Seitenauszug:
┌──
Heinisch vs. Germany: Whistleblowing als freie Meinungsäußerung
Grundrechte-Report 2012, Seite 78
Der Europäische Gerichtshof für Menschenrechte (EGMR) hat am 21. Juli 2011 die Bundesrepublik Deutschland zu einer Schadensersatzzahlung von 15.000 Euro verurteilt, weil ihre Gerichte das Recht einer Klägerin auf freie Meinungsäußerung missachtet und damit gegen Artikel 10 der Europäischen Menschrechtskonvention (EMRK) verstoßen haben. Die Klägerin war Brigitte Heinisch. Die Fünfzigjährige kämpft seit beinahe sieben Jahren gegen die fristlose Kündigung ihres Arbeitgebers und die Weigerung deutscher Arbeitsgerichte sowie des Bundesverfassungsgerichts, diese aufzuheben. Das Urteil des Berliner Landesarbeitsgerichts (LAG) muss jetzt im Wege der von Frau Heinisch bereits eingereichten Restitutionsklage förmlich aufgehoben werden.
└──
Aufgabe: Zu welcher Schadensersatzzahlung hat der EGMR laut dem Seitenauszug die Bundesrepublik Deutschland verurteilt? Die Datensätze werden bitte nicht herangezogen.

Angezeigte Informationen:
┌──
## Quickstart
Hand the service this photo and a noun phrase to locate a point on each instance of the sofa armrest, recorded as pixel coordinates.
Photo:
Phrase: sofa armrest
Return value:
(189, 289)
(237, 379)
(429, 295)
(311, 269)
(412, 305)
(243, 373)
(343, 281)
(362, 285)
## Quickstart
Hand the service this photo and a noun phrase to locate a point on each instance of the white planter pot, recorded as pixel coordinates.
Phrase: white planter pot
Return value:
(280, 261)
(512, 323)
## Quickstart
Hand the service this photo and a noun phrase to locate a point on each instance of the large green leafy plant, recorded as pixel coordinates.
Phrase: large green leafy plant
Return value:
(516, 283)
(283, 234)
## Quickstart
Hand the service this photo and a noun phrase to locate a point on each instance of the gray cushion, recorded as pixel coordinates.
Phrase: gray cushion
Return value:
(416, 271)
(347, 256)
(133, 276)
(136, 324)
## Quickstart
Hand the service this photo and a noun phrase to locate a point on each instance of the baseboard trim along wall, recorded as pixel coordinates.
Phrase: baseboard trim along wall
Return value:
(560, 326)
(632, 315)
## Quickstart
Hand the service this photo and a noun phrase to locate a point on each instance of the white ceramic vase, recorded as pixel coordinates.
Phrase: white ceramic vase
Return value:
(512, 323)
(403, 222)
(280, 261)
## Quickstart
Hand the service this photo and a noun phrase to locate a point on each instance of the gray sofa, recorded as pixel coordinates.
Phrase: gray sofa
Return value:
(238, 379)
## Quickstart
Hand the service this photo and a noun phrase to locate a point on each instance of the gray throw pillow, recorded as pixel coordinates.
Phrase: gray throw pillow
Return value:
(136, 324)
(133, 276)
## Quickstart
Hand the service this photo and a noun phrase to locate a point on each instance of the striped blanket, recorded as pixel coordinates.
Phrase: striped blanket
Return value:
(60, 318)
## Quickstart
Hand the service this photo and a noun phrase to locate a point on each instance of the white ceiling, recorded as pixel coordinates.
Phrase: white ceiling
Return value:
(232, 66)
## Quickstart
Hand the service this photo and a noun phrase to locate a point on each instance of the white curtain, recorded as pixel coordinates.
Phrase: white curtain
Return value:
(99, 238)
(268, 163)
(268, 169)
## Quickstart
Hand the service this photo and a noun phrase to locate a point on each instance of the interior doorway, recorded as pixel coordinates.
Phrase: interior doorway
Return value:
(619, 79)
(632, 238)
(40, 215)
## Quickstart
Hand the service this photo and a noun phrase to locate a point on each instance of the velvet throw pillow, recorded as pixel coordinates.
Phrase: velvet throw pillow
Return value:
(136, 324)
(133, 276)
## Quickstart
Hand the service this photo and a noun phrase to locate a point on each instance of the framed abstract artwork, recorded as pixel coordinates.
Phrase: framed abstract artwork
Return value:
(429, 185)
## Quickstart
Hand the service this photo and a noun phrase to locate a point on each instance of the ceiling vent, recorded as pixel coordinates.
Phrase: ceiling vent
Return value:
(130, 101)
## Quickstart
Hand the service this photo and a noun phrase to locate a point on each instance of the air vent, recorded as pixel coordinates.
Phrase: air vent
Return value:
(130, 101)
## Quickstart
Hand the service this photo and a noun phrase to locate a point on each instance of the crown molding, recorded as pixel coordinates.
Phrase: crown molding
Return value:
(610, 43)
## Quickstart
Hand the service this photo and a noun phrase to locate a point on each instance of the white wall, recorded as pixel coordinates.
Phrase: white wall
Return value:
└──
Ergebnis: Zu einer Schadensersatzzahlung von 15.000 Euro.